### What the task asks
Write out the entries exactly, pictures excluded.

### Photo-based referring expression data
>>>
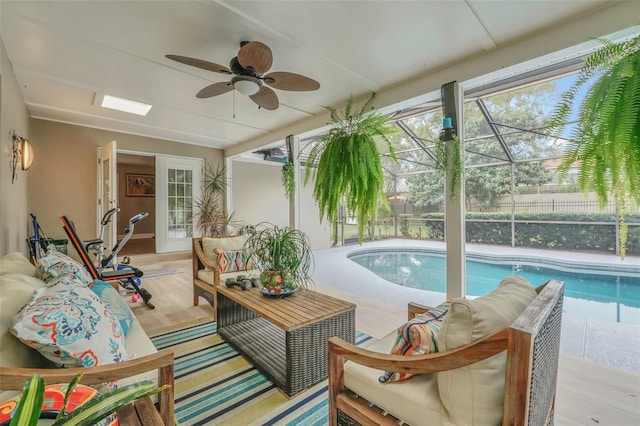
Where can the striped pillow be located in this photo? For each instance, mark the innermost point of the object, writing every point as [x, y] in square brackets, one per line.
[232, 260]
[417, 337]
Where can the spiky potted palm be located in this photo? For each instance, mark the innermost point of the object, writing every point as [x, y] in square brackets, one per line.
[29, 409]
[212, 219]
[283, 256]
[606, 139]
[346, 167]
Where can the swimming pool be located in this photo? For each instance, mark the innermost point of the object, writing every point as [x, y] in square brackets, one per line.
[605, 293]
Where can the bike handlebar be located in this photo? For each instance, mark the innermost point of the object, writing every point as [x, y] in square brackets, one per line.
[107, 216]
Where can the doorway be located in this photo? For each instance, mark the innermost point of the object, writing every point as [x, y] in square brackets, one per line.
[136, 194]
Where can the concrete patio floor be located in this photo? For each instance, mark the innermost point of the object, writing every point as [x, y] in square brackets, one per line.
[609, 343]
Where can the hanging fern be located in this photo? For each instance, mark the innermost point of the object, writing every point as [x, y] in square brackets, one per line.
[441, 154]
[288, 180]
[348, 164]
[606, 139]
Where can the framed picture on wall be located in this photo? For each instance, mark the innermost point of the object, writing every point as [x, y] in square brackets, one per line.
[140, 185]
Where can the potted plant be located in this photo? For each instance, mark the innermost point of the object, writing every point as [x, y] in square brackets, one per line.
[346, 164]
[283, 256]
[212, 218]
[605, 141]
[446, 156]
[288, 178]
[29, 409]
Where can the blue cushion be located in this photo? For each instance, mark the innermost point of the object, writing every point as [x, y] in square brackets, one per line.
[112, 299]
[70, 326]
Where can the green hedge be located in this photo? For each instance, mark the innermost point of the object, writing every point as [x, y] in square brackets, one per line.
[585, 236]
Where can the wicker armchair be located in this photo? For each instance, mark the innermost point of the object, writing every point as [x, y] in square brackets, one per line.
[532, 350]
[206, 274]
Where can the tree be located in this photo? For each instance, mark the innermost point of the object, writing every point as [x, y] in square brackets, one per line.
[526, 108]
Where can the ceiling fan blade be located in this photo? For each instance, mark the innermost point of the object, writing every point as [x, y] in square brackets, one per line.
[199, 63]
[257, 55]
[291, 81]
[266, 98]
[215, 89]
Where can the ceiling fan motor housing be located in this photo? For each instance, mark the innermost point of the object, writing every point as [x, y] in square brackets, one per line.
[246, 84]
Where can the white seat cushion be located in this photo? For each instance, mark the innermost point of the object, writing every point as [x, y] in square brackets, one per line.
[415, 400]
[222, 243]
[139, 345]
[16, 263]
[474, 395]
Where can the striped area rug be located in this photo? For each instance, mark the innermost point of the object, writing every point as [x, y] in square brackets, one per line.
[214, 385]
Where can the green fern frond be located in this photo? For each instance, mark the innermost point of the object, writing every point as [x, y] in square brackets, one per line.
[345, 164]
[606, 140]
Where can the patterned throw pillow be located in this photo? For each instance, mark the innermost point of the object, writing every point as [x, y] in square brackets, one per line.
[233, 260]
[70, 326]
[112, 299]
[417, 337]
[56, 264]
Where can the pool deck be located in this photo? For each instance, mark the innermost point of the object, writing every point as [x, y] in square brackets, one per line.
[605, 342]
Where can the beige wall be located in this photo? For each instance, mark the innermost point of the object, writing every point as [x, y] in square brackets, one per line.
[63, 179]
[14, 222]
[258, 196]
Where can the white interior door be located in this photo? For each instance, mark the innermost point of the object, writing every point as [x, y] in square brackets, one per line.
[107, 192]
[178, 181]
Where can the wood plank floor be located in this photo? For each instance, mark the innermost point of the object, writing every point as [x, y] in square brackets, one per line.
[588, 393]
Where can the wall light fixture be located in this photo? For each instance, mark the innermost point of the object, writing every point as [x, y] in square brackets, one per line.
[22, 154]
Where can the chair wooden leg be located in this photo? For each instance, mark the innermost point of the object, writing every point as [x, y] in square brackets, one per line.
[195, 296]
[336, 374]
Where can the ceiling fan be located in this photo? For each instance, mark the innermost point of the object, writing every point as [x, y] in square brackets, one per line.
[248, 68]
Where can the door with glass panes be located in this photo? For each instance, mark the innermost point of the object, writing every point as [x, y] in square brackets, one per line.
[178, 181]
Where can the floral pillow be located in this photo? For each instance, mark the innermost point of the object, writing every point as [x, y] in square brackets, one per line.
[112, 299]
[417, 337]
[232, 260]
[56, 264]
[70, 326]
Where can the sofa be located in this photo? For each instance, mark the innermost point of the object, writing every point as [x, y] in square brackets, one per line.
[490, 360]
[19, 287]
[215, 260]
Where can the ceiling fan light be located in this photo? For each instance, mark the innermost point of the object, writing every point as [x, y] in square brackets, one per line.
[246, 87]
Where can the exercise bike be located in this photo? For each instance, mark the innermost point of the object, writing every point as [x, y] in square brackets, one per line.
[104, 261]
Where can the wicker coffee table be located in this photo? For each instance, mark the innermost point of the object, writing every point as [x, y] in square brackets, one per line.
[285, 338]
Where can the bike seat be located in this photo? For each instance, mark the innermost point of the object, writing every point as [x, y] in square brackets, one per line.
[90, 243]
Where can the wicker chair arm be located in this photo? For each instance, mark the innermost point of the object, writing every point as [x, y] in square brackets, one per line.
[202, 258]
[423, 364]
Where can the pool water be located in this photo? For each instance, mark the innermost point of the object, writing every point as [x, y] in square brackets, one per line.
[603, 295]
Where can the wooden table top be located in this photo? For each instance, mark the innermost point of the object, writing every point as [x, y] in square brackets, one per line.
[289, 313]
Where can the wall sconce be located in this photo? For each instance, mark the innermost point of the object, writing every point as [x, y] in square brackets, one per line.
[22, 154]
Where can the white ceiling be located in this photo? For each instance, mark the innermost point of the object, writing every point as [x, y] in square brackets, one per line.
[67, 54]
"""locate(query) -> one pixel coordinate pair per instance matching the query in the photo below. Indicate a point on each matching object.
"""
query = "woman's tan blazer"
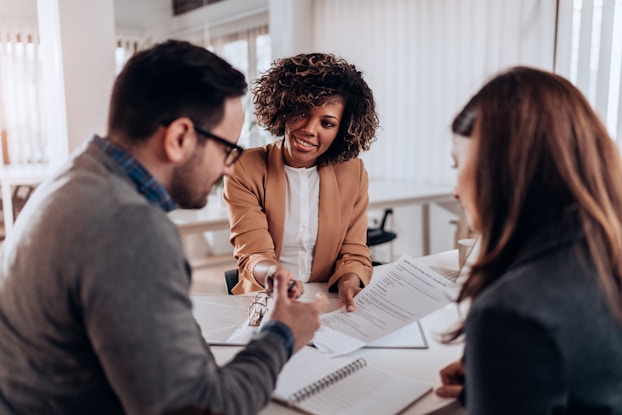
<<<
### Result
Where can the striped pillow be located in this photo? For each instance, mark the innermost point of the object, writing every point as [x, y] in square brackets, one per line.
[232, 260]
[417, 337]
Where can the spiky potted palm be located in this photo? For each instance, mark the innermost point of the object, writing every point as [x, y] in square brackets, one per line.
[29, 409]
[212, 219]
[283, 256]
[606, 139]
[346, 167]
Where can the swimming pool be located in this photo? For each instance, mark the innermost point of the object, writing every point as [x, y] in square brackets, one per line.
[605, 293]
Where can the bike handlebar be located in this photo? For each instance, mark the innermost point of the object, writing every point as [x, y] in square brackets, one per line.
[107, 216]
Where can the doorway be located in this photo? For each instance, mark the innermost point of the object, writing every point as [x, y] in square brackets, one per line.
[136, 194]
Where can the concrete patio floor be located in this photo? For each instance, mark the innermost point of the object, writing every point as [x, y] in square brackets, one per line.
[609, 343]
Where can the hanging fern be located in this photo? For each instance, mark the innermost point of the object, writing every point as [x, y] in square brackets, one per line.
[441, 154]
[288, 180]
[348, 164]
[606, 139]
Where can the framed picture on wall be located in this photo? For each instance, mark the innermost point of the object, writing every point as [x, y] in square brackets, one per line.
[140, 185]
Where can the potted plant be located in this photo? For each instance, mark the innermost point of the object, writing every point as [x, y] in square brackets, one per line.
[346, 164]
[283, 256]
[212, 218]
[605, 141]
[446, 156]
[288, 178]
[29, 409]
Where can the blue cushion be located in this photo? For each instance, mark the innermost point of the object, writing every point as [x, y] in square brackets, one per line.
[112, 299]
[70, 326]
Where can the green hedge be located in this photo? For each instance, mark the innermost point of the object, writing every point as [x, y] in square brackets, one per line.
[585, 236]
Where can the wicker armchair be located in this photo? For each instance, mark the innermost point of the object, writing every point as [x, y] in square brackets, one per line.
[532, 350]
[206, 274]
Where can the tree be located in this photo? For each instance, mark the innermost point of the object, writing every point as [x, y] in square brackets, one per line.
[526, 108]
Where can the ceiling fan blade be located in this photo? For each instance, mark the innermost point of the object, writing every point as [x, y] in square brackets, one per line.
[199, 63]
[257, 55]
[291, 81]
[266, 98]
[215, 89]
Where can the ceiling fan motor housing be located in this photo? For each instance, mark the innermost point of the object, writing every point as [x, y] in square brackets, one per line.
[246, 84]
Where can the white seat cushion be located in this photo? For each instance, mark the innermost point of the object, writing every point as [x, y] in square brackets, one per line.
[415, 400]
[222, 243]
[139, 345]
[16, 263]
[474, 395]
Where can the striped area rug be located in this photo? For each instance, mark the innermost point of the object, writing every point as [x, y] in square brackets, one per line.
[214, 385]
Where can the green fern frond be located in this photo? For each instance, mark the innermost point of the object, writing every point as [x, y] in square brackets, one per line.
[345, 164]
[606, 140]
Where can the patterned throw pillow be located in this photo? For each instance, mark the innermost point of the object, writing every point as [x, y] in square brackets, one per line.
[233, 260]
[70, 326]
[112, 299]
[417, 337]
[56, 264]
Where can the pool deck be located in this photo? For each instance, mark the innermost point of the object, writing every point as [x, y] in square brackets, one per line.
[605, 342]
Where can the beige wall be located in this photo? For each instance, mark the innermost point of the object, writing every point as [x, y] in square brackets, one per line.
[63, 179]
[14, 222]
[258, 196]
Where can the white interior door be located in this photo? For each instance, mark the innermost point of the object, writing every point as [x, y] in square brackets, one per line.
[107, 192]
[178, 181]
Where can the wood plank floor be located in this photo? For each instance, mark the innermost point of the object, writing every point as [x, y] in square brackets, one per line.
[588, 393]
Where can the wall light fixture be located in this photo? For each instance, mark the innermost point of the object, writing every point as [x, y] in square brackets, one per line.
[22, 154]
Where can the chair wooden leg be located in this photo? For each instance, mark the innermost point of the object, writing every point as [x, y] in square brackets, one per line.
[195, 296]
[336, 374]
Where can the ceiling fan be located in this photo? For each instance, mark the innermost point of the object, writing every point as [x, y] in square brackets, one per line.
[248, 68]
Where can the door with glass panes be located in this photo? For each instance, mark the innermost point of the object, writing every point as [x, y] in square brackets, one per line.
[178, 181]
Where can the floral pillow be located in this photo? For each instance, mark the innermost point of the object, writing every point as [x, y] in square brackets, one per line.
[112, 299]
[417, 337]
[232, 260]
[56, 264]
[70, 326]
Where can the sofa be located in this photo? For each instance, mark the innermost point of the object, writing every point as [x, y] in square brackets, one per line.
[490, 360]
[19, 287]
[215, 260]
Where can the ceiling fan light be located in this photo? For each instance, mark the innermost point of the object, writing every point as [x, y] in square brackets, one per line.
[246, 87]
Where can the exercise bike be located in this photo? For each instance, mark the innermost point of the object, writing every point as [x, y] in square brackets, one per line.
[104, 261]
Where can the wicker coffee table be located in this photo? For each instance, mark the innermost point of the object, writing every point as [x, y] in square brackets, one per line.
[285, 338]
Where can the bike seat be located in this photo? For each instance, mark the innermost point of the object, writing every point as [x, y] in square brackets, one per line.
[90, 243]
Where can the wicker chair arm be located in this photo? For each instance, mark the innermost point of the object, writing every point as [x, y] in square brackets, one per line.
[202, 258]
[423, 364]
Where can the pool water be located in this photo? For each instance, mark the innermost point of the object, writing every point as [x, y] in square brackets, one per line.
[603, 295]
Where can the wooden table top be located in this photo? For each instance, mark the innermost point of the object, writing every point as [x, y] in square brackets, one per line.
[289, 313]
Where can the wall sconce be located in this photo? For each instance, mark the innermost point of the object, writing every point as [x, y] in square brackets, one per line.
[22, 154]
Where can the white ceiling be located in this photo? For each instance, mark the innermost point of the object, writing every point as [x, y] in square brackets, one per line.
[67, 54]
"""locate(query) -> one pixel coordinate pair per instance matching the query in the photo below. Indicate a point on each matching object.
"""
query = "woman's tan blazer"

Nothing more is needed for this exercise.